• Your goal:
Reproduce the stretch of the real estate syndication text from "Cash flow returns are" through "Seeing $$$$$? Yep.", substituting "property" for each occurrence of "asset".
— START Extract provided —
As with most investment vehicles, people are attracted by and curious about the possible returns. By investing passively in a real estate syndication, you can earn two types of returns: cash flow and profit split.
Cash flow returns are checks or direct deposits (typically on a monthly basis) from the time the deal closes until the asset is sold. Profit split returns are where the investors literally split the profit from the sale of the asset according to the structure outlined in the contract.
Here’s a great example, using round numbers for ease. Let’s pretend you invest $100K. You can look forward to a possible 8-10% in cash flow returns, meaning about $8K per year, which is about $667 per month.
Additionally, when the asset is sold (5 years later-ish), you could expect up to 40-60% returns on your initial capital investment. This means you’ll receive your $100K back (initial investment), plus maybe $50K in profit.
Adding it up in your head yet? Seeing $$$$$? Yep.
$8K cash flow returns per year + $50K in profit at the sale means you would have turned $100k into $200K in about 5 years.
Now, of course this all comes with the caveat that these are estimated returns that can vary based on market conditions, location, the deal structure, and many more variables. In no way is it guaranteed that you’d double your money. We’re saying it’s seriously possible though.
This is just one example of how returns work in syndications. Does anyone else had a different experience?
— END Extract provided —
— START Dataset entries —
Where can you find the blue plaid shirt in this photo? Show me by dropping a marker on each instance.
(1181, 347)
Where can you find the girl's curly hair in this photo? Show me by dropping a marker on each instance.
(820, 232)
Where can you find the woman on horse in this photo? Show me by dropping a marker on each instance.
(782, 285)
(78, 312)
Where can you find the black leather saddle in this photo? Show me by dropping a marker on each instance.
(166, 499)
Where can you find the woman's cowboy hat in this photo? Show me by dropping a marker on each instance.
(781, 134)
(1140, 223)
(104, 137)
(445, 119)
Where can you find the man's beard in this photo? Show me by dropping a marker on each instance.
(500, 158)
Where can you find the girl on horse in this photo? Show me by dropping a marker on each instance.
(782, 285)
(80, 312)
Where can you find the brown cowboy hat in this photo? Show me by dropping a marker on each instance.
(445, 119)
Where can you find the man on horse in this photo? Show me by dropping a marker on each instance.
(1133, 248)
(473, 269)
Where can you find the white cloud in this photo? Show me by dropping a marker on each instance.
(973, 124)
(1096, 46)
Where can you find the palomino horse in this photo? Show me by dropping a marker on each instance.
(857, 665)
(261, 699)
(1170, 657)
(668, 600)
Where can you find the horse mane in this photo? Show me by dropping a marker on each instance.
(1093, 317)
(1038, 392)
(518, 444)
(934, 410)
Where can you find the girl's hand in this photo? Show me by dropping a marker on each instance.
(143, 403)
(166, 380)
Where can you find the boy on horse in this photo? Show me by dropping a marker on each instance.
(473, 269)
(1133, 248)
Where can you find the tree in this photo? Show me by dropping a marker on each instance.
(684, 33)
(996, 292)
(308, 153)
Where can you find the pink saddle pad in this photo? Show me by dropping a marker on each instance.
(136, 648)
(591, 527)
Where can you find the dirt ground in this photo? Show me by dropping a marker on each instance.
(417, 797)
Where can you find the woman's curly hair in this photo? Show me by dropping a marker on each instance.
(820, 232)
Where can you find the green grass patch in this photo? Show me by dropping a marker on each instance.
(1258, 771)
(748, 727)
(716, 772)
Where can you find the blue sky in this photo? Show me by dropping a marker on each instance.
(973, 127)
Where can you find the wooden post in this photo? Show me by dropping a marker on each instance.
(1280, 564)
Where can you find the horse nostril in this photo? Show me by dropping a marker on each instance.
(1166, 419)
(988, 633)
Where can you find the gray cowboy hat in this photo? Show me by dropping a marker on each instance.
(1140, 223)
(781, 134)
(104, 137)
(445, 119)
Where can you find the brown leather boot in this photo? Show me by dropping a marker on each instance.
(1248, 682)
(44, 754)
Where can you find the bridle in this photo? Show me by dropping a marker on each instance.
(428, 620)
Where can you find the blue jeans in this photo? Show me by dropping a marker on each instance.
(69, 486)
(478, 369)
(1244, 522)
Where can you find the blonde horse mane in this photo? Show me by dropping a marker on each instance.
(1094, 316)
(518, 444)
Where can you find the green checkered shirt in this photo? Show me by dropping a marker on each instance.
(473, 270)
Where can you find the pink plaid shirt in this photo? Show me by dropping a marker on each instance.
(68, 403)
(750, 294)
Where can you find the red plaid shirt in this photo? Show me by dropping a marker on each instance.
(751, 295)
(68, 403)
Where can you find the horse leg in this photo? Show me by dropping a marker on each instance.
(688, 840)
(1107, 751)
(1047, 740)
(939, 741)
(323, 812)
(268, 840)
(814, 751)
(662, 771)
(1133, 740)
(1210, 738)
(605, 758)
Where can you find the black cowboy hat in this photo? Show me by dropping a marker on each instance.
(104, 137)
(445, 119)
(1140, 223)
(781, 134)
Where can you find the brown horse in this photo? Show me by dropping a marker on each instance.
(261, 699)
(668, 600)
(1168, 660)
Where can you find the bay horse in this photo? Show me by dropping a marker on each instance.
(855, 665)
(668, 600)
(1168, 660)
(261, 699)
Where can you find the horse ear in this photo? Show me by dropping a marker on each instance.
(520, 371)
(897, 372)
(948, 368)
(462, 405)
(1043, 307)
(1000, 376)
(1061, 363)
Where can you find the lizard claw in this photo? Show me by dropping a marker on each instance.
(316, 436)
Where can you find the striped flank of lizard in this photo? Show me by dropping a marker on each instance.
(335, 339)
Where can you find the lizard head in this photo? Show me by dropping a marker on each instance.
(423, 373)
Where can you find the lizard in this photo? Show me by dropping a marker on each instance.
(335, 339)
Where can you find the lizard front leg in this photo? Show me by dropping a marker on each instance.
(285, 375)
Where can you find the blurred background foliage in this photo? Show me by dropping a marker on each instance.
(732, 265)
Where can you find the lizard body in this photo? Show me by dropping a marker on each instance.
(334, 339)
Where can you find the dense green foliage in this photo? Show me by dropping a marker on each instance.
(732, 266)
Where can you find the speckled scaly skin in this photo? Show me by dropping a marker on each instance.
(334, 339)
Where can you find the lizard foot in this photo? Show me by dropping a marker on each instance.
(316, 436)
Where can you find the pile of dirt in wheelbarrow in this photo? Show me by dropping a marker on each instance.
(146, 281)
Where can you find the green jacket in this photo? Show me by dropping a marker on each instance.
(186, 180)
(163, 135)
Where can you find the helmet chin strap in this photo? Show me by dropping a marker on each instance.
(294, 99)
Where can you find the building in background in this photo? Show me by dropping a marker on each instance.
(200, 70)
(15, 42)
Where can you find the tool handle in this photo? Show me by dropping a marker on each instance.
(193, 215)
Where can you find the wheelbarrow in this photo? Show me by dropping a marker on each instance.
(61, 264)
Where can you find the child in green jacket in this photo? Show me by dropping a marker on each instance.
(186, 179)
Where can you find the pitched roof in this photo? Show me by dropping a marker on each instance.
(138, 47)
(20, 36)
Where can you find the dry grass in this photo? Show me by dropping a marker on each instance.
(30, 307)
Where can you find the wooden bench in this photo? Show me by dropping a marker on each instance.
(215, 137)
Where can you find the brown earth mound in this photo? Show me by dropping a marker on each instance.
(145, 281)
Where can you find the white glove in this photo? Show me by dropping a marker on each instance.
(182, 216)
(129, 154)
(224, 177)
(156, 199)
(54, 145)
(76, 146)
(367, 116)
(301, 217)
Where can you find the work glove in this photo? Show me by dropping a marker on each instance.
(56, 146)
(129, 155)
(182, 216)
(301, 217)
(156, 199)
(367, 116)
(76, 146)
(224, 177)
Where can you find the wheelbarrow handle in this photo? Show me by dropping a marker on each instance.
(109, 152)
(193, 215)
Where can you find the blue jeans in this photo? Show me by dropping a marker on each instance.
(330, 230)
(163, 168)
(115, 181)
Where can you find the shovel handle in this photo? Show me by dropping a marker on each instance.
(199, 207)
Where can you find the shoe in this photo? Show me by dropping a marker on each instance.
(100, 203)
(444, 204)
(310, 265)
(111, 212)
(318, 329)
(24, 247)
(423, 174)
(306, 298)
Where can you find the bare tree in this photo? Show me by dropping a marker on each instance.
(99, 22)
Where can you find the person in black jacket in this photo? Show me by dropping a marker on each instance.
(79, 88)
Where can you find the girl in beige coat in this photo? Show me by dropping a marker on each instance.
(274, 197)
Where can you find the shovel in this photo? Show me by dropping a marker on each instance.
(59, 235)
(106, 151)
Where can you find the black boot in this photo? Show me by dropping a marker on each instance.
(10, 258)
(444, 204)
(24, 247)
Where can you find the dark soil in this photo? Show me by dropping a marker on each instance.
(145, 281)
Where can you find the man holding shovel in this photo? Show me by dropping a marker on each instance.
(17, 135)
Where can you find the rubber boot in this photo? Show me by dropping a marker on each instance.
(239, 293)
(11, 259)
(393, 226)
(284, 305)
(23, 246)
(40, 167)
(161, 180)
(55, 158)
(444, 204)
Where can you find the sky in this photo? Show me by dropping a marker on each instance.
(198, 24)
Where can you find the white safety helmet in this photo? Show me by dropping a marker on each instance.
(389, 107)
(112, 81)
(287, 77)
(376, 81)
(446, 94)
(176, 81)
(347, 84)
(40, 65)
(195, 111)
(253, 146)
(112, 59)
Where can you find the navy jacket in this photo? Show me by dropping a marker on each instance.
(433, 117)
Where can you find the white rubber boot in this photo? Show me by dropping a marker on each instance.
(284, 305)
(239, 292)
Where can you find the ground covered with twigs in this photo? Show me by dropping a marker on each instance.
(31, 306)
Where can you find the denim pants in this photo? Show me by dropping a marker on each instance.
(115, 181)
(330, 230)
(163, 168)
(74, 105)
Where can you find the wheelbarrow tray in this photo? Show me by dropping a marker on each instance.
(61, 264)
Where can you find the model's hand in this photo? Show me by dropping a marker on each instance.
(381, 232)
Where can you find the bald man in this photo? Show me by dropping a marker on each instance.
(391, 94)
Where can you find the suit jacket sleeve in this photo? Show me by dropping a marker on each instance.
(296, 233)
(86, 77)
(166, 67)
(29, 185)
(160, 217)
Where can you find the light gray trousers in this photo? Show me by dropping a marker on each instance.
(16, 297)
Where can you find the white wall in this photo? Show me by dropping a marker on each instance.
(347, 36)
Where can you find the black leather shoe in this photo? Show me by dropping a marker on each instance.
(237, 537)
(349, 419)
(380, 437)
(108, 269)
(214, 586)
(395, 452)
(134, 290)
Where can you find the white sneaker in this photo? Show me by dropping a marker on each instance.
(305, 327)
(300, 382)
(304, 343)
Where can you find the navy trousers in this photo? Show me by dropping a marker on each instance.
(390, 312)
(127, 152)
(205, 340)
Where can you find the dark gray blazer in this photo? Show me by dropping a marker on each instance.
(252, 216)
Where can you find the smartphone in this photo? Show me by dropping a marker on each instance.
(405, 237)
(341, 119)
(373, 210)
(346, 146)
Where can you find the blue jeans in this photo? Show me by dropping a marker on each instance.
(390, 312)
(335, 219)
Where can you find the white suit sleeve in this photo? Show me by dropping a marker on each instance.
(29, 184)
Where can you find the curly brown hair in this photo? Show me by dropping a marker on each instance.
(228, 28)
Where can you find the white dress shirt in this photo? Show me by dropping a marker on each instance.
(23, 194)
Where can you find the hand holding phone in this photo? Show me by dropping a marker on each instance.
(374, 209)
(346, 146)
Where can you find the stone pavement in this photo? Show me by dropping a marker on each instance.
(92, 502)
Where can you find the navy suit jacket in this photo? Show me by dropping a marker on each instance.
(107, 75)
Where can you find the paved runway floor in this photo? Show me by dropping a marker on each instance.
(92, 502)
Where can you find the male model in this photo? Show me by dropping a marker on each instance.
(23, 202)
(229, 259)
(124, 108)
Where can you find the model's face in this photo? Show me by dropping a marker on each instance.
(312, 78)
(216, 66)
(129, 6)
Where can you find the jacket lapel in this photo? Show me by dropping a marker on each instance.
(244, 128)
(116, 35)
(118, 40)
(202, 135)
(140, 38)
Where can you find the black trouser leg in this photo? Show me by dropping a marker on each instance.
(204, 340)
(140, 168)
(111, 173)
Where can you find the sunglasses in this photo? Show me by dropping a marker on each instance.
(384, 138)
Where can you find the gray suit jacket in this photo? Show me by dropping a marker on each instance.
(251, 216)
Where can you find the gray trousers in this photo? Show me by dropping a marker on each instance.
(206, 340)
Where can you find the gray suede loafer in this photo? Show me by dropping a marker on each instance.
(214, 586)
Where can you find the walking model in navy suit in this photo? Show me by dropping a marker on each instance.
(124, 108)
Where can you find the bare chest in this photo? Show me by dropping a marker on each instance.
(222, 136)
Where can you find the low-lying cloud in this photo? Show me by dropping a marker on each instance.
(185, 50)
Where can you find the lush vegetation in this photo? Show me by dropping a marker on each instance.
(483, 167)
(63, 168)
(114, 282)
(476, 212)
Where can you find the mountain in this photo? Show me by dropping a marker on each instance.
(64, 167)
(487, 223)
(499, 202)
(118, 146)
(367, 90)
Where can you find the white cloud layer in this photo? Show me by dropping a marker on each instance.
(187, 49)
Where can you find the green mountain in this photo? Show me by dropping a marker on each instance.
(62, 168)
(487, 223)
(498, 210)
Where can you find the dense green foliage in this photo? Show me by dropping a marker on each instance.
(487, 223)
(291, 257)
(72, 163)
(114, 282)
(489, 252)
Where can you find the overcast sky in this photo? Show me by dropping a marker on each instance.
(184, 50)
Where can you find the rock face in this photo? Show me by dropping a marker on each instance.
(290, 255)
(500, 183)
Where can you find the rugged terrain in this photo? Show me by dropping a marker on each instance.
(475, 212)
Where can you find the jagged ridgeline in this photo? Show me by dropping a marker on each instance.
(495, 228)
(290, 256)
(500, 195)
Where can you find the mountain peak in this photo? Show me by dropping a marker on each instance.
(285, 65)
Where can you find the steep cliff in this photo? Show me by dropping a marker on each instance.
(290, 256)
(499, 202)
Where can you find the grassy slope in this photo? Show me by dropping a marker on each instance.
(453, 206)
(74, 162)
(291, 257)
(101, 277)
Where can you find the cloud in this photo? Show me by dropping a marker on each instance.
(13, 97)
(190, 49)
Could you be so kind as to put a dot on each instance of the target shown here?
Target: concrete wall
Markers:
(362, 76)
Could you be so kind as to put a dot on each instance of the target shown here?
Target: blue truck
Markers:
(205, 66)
— END Dataset entries —
• Answer to the exercise:
Cash flow returns are checks or direct deposits (typically on a monthly basis) from the time the deal closes until the property is sold. Profit split returns are where the investors literally split the profit from the sale of the property according to the structure outlined in the contract.
Here’s a great example, using round numbers for ease. Let’s pretend you invest $100K. You can look forward to a possible 8-10% in cash flow returns, meaning about $8K per year, which is about $667 per month.
Additionally, when the property is sold (5 years later-ish), you could expect up to 40-60% returns on your initial capital investment. This means you’ll receive your $100K back (initial investment), plus maybe $50K in profit.
Adding it up in your head yet? Seeing $$$$$? Yep.